## Source text
-*-*-

Drones in healthcare: Blood transportation and beyond
Drones in healthcare: Blood transportation and beyond11 June 2021 | 13min
Drones are revolutionizing the way blood and other medical supplies are being transported around the world
The various use cases for drones in healthcare demonstrate their ability to deliver products quickly, safely and cost-efficiently
Involvement of regulatory agencies early on when investigating the use of drones in healthcare is key to move forward more smoothly and effectively
Unmanned aerial vehicles (UAVs), or drones, are improving medical care, including the safe and fast delivery of blood and blood products.
Drone industry expert, Bill Wimberley, shares his expert knowledge on the opportunities and challenges of these pilotless aircrafts in healthcare to save lives and help optimize resources.
How drones are transforming healthcare
HT: What unmet needs, specifically in healthcare, did you set out to overcome with Wingcopter?
Bill Wimberley: There’s a need by the medical community to move pharmaceuticals, lab tests, diagnostics, blood, and small medical devices, quickly, from point A to point B. This is challenging today in rural areas with disconnected communities that cannot be served sufficiently by the current healthcare system.
While this is a global challenge, it is even more pronounced in developing countries. In Southeast Asia, for example, you see disconnected communities, rural communities, and islands, which are all grossly underserved, from a medical perspective.
Drones can service those areas if they are designed to fly far, fast, and carry adequate payload (i.e. carrying medical items).
Blood product and hazardous material transportation
HT: What are the most important use cases for drones currently evolving in healthcare?
Bill Wimberley: I see 5 use cases for drones that are going to transform and improve healthcare in the near future.
1) Blood product and hazardous material transportation: Hazardous material products have to be delivered safely and according to specific hazardous materials (hazmat) regulations. This is not necessarily a use case that fulfils an unmet need for the medical industry, because clearly, it is already being done, however, in many cases, it is very expensive and, in some situations, it is time critical.
For example, if you transport a blood sample by truck on a bad road in a developing country and it is bouncing around and vibrating, you can damage the blood. In addition, blood is temperature sensitive, so you have to transport it from point A to point B within a certain temperature range. Congestion in cities can also cause many problems to transport these products in a smooth and timely manner. Drones can solve a lot of these problems.
2) Vaccine and medicine delivery: Drones can increase the accessibility to, and speed of delivery for, life-saving medications and vaccines. For example, Wingcopter delivered children’s vaccines three years ago in Vanuatu, an island state in the Pacific. We have also delivered insulin off the coast of Ireland as a test case for future regular deliveries. Currently, we are preparing the delivery of COVID-19 vaccines in Africa and Southeast Asia.
We’re in the pioneering days of using drones for medical delivery. There is a lot being learned, a lot being tested, and it will evolve rapidly over the next 18 months.

-*-*-

## Provided data
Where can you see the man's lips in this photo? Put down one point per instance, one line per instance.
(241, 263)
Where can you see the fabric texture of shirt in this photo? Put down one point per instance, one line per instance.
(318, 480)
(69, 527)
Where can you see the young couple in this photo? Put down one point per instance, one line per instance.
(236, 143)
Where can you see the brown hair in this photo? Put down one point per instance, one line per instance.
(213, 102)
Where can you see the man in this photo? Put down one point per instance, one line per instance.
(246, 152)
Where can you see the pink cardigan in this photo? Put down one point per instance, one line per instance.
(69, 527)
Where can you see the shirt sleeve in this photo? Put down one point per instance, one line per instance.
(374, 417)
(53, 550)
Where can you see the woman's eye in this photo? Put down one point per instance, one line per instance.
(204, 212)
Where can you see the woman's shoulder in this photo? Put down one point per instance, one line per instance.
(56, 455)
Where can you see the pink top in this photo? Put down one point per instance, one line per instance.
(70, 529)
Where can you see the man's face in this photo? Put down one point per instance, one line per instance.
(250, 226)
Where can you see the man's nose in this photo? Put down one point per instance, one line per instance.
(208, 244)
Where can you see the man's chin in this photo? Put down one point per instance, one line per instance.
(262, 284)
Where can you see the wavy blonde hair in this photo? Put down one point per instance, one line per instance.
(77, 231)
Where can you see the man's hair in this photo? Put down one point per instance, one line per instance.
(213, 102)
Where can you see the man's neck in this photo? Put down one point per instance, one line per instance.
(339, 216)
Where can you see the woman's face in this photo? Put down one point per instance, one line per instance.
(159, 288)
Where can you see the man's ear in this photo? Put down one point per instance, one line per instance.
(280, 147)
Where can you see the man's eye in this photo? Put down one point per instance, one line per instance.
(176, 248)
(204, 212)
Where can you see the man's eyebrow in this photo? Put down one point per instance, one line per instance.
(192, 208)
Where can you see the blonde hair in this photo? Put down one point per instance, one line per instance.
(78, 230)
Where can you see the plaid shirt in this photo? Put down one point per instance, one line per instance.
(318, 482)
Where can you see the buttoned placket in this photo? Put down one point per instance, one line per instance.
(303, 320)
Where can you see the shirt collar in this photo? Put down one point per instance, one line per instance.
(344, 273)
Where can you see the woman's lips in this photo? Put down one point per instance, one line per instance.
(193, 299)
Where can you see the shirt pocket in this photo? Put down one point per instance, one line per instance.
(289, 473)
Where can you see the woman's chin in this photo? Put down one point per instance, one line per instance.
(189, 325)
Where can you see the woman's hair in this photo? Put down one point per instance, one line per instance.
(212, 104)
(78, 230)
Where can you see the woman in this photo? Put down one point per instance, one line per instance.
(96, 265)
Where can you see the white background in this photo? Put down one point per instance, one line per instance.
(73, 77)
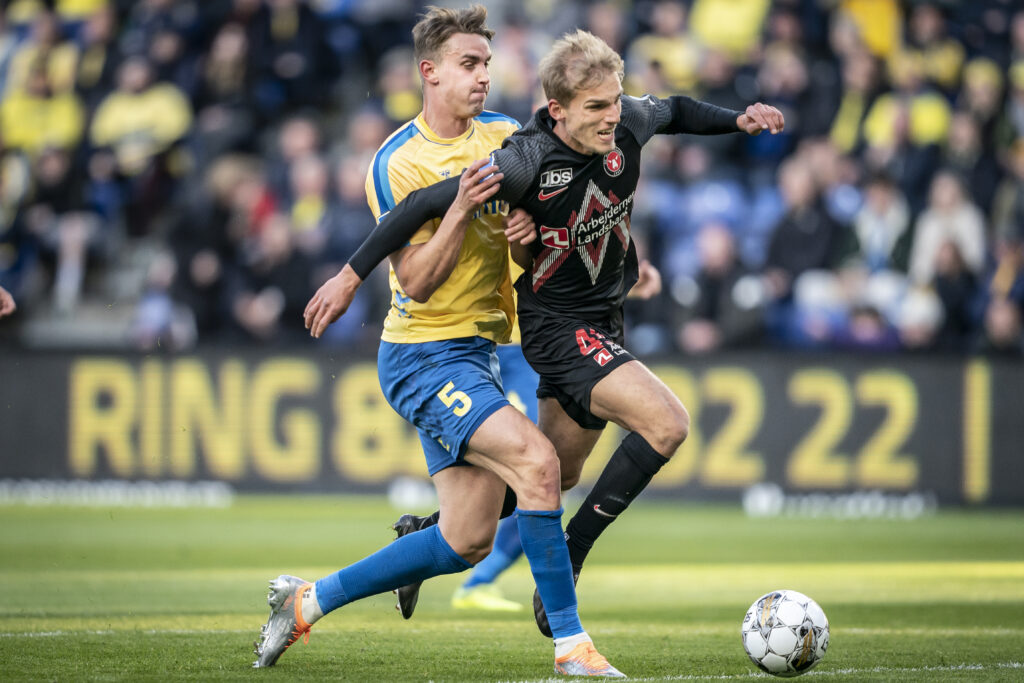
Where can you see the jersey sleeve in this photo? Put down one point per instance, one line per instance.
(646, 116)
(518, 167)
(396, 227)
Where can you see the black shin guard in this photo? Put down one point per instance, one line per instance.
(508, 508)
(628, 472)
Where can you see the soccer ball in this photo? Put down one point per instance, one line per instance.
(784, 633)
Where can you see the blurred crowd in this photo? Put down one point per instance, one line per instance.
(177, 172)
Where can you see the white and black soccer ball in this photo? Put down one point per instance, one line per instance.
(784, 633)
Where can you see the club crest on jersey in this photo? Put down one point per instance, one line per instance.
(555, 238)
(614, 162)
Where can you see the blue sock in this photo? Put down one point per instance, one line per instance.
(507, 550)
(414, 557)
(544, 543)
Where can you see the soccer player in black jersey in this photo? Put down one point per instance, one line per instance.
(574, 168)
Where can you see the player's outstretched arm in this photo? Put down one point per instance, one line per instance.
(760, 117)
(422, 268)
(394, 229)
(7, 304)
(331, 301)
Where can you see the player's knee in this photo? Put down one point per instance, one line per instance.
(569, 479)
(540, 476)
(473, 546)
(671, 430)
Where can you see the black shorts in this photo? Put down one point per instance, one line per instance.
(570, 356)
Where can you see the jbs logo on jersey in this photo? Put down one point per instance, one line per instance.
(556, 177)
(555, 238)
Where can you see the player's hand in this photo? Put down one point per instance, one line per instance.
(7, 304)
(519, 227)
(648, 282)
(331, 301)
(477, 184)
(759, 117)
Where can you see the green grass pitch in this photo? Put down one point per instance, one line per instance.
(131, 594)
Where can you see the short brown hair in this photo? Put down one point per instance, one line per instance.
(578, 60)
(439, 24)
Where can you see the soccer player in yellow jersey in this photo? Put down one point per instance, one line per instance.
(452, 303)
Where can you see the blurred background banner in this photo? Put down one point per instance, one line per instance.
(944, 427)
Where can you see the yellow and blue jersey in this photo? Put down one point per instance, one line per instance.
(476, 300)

-*-*-

## Directions
1. Change "payload" to "cargo" in the drone interview, and give the passage starting with "Drones can service" and going on through "the near future." in full.
2. Carry the interview on drones in healthcare forward from its final sentence.

## Answer list
1.
Drones can service those areas if they are designed to fly far, fast, and carry adequate cargo (i.e. carrying medical items).
Blood product and hazardous material transportation
HT: What are the most important use cases for drones currently evolving in healthcare?
Bill Wimberley: I see 5 use cases for drones that are going to transform and improve healthcare in the near future.

2.
3) Diagnostics: One of the biggest use cases for drones is in diagnostics. Some diagnostic tests are time and temperature sensitive, so when a sample is taken from a patient, it has to be sent to the lab and the test must be performed within a specific timeframe, which may be as short as 2 hours. This is where the disconnected communities come into play and where an emerging and growing opportunity for drones lies.
Not every hospital, clinic or even pharmacy has the same diagnostic tests readily available, so it is fairly common for couriers to be sent back and forth between healthcare system structures and campuses. A drone can fly fast and far and carry quite a significant payload, helping overcome the time pressure to perform a diagnostic test.
4) Organ transfers: Due to the limited time window to move organs from donor to patient, often between 4-36 hours depending on the organ type,1 the need for ultra-fast transportation, like private jet charter or helicopter is imperative. Drones have the ability to make organ delivery faster, safer, and more cost-effective.
While the use of drones to transfer organs is a legitimate use case, it may require another year or two before this can be done effectively. There are companies doing this now, but they are mostly in the testing phase.
5) Transport of small medical devices: The other legitimate use case for drones is for small medical devices like automated external defibrillators (AEDs). Some companies have asked if our drone can go from the hospital, or from the emergency medical services, to an accident or disaster site to deliver AEDs or other kinds of small medical devices. The answer is yes, however, the aviation regulators will not allow this yet, but, the time is surely coming.
Geographic, social, and economic factors of drone technology
HT: Blood product transfers have been estimated to grow from 24% from 2019-2025.2 Do you see this growth occurring mainly in emerging markets? What geographical, social, or economic factors have to be in place for this technology to be more easily adopted?
Bill Wimberley: The first approval layer will depend on aviation regulations: Where will the various aviation authorities allow or disallow drones to operate in the airspace? All the drone companies all over the world are attempting to earn the right to fly in the same air space as manned aircraft operators.
The second approval layer is going to be hazardous materials: At what point will the authorities allow this kind of thing to regularly be transported? There are people experimenting with it now, such as in parts of Africa, and other countries, mostly because the regulations there tend to not be as strict and their airspace is not as crowded.
It’s really the regulations that are going to determine the speed at which drones will be used in healthcare. The capability of the drone technology is not the issue. The drones can easily carry and deliver blood, for instance.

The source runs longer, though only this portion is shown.